[start of READING PASSAGE]

Wally Rhines gave the keynote at DAC in 2004. One of the things that he pointed out ten years ago was that EDA revenue for any given market segment is pretty much flat once the initial growth phase has taken place and the market has been established. Incremental EDA revenue only comes from delivering new capabilities. Historically these have largely been in new area.
EDA started with custom layout, then added PCB, then ASIC, then COT and so on. Each new market grew EDA but the older markets remained flat. For example PCB revenue grew to a certain size and has remained pretty much that size every since.
At DAC this year Wally presented an update ten years on as where the current and future growth areas for EDA are.
Traditional EDA is flat and over the 2001-2013 period, the growth has all come from new areas: DFM has had a CAGR of 27% over the period, ESL of 11%, formal 10%, emulation 6% and so on. These new areas have risen from a relatively small base in 2001 and are now on their own represent $1.5B of revenue to put on top of the nearly $3B of traditional EDA.

[end of READING PASSAGE]
[start of EXCERPTED RECORDS]

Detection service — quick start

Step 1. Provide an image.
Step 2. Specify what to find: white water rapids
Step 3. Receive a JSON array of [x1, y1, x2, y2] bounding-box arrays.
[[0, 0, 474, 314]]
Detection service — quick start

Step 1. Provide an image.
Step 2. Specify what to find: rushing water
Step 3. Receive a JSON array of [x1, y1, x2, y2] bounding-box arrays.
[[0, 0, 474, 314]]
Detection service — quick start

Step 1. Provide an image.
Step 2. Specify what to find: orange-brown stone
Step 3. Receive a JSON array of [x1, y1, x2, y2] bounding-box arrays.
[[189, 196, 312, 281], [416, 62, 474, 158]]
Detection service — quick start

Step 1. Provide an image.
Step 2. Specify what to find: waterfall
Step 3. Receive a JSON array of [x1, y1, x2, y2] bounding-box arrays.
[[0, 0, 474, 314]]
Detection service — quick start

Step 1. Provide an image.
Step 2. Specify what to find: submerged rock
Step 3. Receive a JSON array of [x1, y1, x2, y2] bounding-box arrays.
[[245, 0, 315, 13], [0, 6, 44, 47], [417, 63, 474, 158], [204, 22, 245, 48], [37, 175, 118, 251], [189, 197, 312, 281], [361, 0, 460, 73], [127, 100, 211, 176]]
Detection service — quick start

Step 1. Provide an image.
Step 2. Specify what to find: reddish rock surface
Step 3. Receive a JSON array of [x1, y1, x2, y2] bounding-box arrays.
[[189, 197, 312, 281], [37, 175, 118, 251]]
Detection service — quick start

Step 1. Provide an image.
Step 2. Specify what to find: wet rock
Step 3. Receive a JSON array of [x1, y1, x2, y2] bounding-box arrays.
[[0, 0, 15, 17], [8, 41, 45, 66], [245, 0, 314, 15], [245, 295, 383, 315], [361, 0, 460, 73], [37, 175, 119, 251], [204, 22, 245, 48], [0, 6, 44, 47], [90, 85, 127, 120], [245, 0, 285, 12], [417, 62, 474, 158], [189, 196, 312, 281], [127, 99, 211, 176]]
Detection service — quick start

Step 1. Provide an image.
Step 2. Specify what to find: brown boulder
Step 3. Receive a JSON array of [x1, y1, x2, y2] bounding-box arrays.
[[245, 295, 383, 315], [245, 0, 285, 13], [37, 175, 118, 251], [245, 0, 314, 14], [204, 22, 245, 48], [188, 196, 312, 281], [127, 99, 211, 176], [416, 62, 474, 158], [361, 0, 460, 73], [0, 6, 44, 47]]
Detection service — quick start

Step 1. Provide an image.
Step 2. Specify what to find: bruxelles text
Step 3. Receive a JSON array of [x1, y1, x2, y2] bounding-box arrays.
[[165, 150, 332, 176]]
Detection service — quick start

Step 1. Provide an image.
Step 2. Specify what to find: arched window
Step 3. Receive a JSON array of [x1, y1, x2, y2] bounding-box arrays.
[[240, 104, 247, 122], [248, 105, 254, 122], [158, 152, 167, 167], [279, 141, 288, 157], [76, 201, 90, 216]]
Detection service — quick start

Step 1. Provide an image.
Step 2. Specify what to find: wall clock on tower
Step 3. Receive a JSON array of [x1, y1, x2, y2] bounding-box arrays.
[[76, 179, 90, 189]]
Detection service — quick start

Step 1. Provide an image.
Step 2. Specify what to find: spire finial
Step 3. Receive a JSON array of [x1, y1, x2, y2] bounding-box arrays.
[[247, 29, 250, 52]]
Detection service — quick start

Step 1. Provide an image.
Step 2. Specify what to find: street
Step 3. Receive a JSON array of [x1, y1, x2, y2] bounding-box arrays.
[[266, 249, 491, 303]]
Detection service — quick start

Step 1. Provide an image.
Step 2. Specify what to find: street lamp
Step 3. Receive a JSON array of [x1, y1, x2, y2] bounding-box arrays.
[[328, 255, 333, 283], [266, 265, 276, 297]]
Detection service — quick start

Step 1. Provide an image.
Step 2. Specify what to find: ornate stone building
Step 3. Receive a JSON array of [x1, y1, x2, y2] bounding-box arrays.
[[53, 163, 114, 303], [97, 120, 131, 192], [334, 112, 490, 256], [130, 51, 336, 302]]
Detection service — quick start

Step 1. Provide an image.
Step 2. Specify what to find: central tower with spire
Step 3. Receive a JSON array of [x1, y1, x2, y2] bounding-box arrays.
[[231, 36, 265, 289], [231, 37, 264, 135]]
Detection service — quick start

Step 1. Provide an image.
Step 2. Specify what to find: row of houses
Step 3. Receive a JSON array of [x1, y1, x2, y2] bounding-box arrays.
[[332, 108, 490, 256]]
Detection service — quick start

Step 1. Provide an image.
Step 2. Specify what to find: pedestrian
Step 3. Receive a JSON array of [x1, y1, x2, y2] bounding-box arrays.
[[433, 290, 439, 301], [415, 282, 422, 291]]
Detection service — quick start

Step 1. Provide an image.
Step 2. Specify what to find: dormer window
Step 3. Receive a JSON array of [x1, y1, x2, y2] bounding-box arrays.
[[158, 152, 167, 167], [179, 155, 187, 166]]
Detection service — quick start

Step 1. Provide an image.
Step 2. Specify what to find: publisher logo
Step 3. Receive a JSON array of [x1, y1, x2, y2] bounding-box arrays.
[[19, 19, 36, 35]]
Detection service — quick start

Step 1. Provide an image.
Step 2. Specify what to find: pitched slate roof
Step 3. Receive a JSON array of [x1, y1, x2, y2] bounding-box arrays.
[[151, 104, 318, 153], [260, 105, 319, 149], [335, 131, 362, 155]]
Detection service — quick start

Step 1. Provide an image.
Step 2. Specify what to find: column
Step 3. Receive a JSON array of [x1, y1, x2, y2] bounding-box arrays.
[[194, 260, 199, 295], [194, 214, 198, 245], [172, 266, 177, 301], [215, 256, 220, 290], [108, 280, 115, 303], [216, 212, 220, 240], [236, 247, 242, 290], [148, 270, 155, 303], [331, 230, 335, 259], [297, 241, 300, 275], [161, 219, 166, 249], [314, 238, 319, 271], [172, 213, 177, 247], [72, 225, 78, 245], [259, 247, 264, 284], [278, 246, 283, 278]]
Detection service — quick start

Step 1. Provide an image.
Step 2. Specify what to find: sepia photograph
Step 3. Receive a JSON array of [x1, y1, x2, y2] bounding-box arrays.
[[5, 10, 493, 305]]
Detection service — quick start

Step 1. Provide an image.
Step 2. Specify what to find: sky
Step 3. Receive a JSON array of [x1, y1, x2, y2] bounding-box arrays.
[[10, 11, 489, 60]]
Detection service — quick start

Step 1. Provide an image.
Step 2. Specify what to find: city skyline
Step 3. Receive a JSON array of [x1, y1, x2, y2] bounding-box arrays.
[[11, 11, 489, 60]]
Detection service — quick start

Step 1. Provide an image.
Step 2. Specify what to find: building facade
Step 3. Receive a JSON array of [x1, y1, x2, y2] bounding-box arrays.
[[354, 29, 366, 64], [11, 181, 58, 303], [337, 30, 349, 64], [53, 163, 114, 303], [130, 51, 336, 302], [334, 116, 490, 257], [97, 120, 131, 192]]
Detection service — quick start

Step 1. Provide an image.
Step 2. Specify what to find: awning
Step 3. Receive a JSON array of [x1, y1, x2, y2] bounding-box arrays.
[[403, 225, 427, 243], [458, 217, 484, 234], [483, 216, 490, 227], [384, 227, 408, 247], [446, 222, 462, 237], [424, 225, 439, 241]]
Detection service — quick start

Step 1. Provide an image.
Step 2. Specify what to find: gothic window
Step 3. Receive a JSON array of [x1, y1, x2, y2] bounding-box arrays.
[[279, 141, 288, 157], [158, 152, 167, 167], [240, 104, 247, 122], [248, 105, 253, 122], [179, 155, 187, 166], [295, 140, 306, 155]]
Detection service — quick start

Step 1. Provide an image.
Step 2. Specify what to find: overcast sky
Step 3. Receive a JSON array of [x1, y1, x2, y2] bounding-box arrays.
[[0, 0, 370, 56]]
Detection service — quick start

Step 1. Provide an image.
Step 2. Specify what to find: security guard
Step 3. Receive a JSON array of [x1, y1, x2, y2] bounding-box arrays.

[end of EXCERPTED RECORDS]

● **PROMPT A**
In the passage on EDA revenue, what compound annual growth rate did DFM achieve over the 2001-2013 period?
● **PROMPT B**
Rewrite the paragraph of the passage on EDA revenue that begins "EDA started with custom layout" in fewer words, keeping its main facts.
● **PROMPT C**
Pick up the passage on EDA revenue after its final sentence and continue it.

● **EXPECTED ANSWER A**
27%

● **EXPECTED ANSWER B**
EDA began with custom layout and expanded into PCB, ASIC, COT and further markets. Each new market grew EDA while the older ones stayed flat. PCB revenue, for instance, reached a certain size and has stayed about that size since.

● **EXPECTED ANSWER C**
Increasingly the incremental EDA revenue is not coming from completely new markets but from adding completely new capabilities to the traditional tools. So front end design has been flat but adding ESL, formal, power, signal integrity and emulation has led to a CAGR of 9.2% for front end over the last few years compared to 3.1% over the whole 2001-2013 period.
There are new challenges and new opportunities at 10/7/5nm: FinFETs require tools to deal with process complexity, thermal and stress. The lack of EUV requires capabilities to handle directed self-alignment, double and triple patterning and density balancing. These will be one basis for growth in the next few years.
Historically, EDA semiconductor revenue per transistor and EDA revenue per transistor have decreased at around 30% per year. The first is simply Moore’s law and the second reflects EDA revenue having been 2% of semiconductor revenue for at least 20 years. One big question, of course, is whether this will continue or whether the graphs we have all seen showing cost per transistor increasing reflect our future.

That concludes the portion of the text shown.